Document:
++++
Table 7 summarizes comparisons with recent works on VehicleID. It is clear that, our method also shows competitive performance. PRM(\(256\times 256\)) (He et al. 2019a) integrates part and global cues and achieves similar performance to ours. It uses input size \(256\times 256\) (larger than our \(224\times 224\)), which is helpful for achieving better performance.

5.4.4 VERI-Wild

Table 8 summarizes the results on VERI-Wild dataset. It is clear that ResNet50 is a strong baseline, which already achieves competitive performance. Although we use a strong baseline, our method still substantially boosts the performance. For example, it boosts the rank-1 accuracy from 78.02% to 86.29% on the large testing set of VERI-Wild, which is significantly higher than the performance of previous methods. Tables 67 and 8 show that, our method also achieves promising performance on existing vehicle ReID datasets.

Fig. 9
figure 9

Responses of feature maps generated by Grad-CAM (Ramprasaath et al. 2017). The second and third row shows responses of feature maps generated by baseline and our method, respectively. As shown in the examples, our method captures more discriminative cues

Fig. 10
figure 10

Visualization with t-SNE for feature distribution of 20 vehicles (best viewed in color). a, b Visualize the distribution of features extracted by the baseline and our VSCR, respectively. 20 vehicles are randomly sampled from the UAV-VeID testset

5.5 Visualization

We further shows some visualizations to demonstrate the validity of our methods. Figure 9 shows the response of res5c feature maps in the ResNet50 backbone, which indicates the focused regions by the learned neural network. Response maps of baseline and our VSCR (the first branch) are compared in the second and third rows, respectively. It could be observed that, the activated regions of our VSCR contain more discriminative details, than the ones of the baseline model. This indicates that, our training strategies, i.e., the scale invariance training and viewpoint adversarial training, are effective in capturing discriminative cues from vehicle image.
++++
Challenge:
Reproduce the vehicle re-identification excerpt above in full, word for word.
++++
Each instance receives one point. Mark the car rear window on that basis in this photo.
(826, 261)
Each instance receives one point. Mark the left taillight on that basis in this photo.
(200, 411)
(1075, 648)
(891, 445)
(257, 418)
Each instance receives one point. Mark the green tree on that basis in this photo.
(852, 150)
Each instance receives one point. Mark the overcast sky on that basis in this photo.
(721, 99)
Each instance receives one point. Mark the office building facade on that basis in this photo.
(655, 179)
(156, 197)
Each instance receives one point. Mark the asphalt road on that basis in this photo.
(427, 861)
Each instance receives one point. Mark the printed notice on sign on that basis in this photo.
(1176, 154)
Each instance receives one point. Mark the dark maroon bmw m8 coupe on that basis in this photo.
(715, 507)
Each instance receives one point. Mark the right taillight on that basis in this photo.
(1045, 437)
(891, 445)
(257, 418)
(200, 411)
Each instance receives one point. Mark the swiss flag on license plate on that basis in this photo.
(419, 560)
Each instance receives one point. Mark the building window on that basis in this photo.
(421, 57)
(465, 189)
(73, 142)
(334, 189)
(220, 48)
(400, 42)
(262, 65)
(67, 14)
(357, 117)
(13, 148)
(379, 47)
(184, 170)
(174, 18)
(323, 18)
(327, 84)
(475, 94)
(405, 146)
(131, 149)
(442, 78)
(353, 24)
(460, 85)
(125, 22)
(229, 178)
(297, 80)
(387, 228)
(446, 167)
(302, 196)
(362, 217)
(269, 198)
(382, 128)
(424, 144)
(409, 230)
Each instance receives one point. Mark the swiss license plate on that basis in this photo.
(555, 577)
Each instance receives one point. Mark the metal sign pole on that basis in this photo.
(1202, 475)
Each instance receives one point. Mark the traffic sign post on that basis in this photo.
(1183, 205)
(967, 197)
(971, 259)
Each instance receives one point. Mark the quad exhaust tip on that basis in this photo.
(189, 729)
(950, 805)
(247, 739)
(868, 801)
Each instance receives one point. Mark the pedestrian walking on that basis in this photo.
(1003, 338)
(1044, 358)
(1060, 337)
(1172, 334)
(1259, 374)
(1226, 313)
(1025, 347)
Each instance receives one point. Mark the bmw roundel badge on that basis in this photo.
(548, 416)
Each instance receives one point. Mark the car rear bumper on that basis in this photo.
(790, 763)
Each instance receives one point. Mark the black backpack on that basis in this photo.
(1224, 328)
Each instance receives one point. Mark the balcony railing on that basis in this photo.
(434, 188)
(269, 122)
++++
Finished answer:
Table 7 summarizes comparisons with recent works on VehicleID. It is clear that, our method also shows competitive performance. PRM(\(256\times 256\)) (He et al. 2019a) integrates part and global cues and achieves similar performance to ours. It uses input size \(256\times 256\) (larger than our \(224\times 224\)), which is helpful for achieving better performance.

5.4.4 VERI-Wild

Table 8 summarizes the results on VERI-Wild dataset. It is clear that ResNet50 is a strong baseline, which already achieves competitive performance. Although we use a strong baseline, our method still substantially boosts the performance. For example, it boosts the rank-1 accuracy from 78.02% to 86.29% on the large testing set of VERI-Wild, which is significantly higher than the performance of previous methods. Tables 67 and 8 show that, our method also achieves promising performance on existing vehicle ReID datasets.

Fig. 9
figure 9

Responses of feature maps generated by Grad-CAM (Ramprasaath et al. 2017). The second and third row shows responses of feature maps generated by baseline and our method, respectively. As shown in the examples, our method captures more discriminative cues

Fig. 10
figure 10

Visualization with t-SNE for feature distribution of 20 vehicles (best viewed in color). a, b Visualize the distribution of features extracted by the baseline and our VSCR, respectively. 20 vehicles are randomly sampled from the UAV-VeID testset

5.5 Visualization

We further shows some visualizations to demonstrate the validity of our methods. Figure 9 shows the response of res5c feature maps in the ResNet50 backbone, which indicates the focused regions by the learned neural network. Response maps of baseline and our VSCR (the first branch) are compared in the second and third rows, respectively. It could be observed that, the activated regions of our VSCR contain more discriminative details, than the ones of the baseline model. This indicates that, our training strategies, i.e., the scale invariance training and viewpoint adversarial training, are effective in capturing discriminative cues from vehicle image.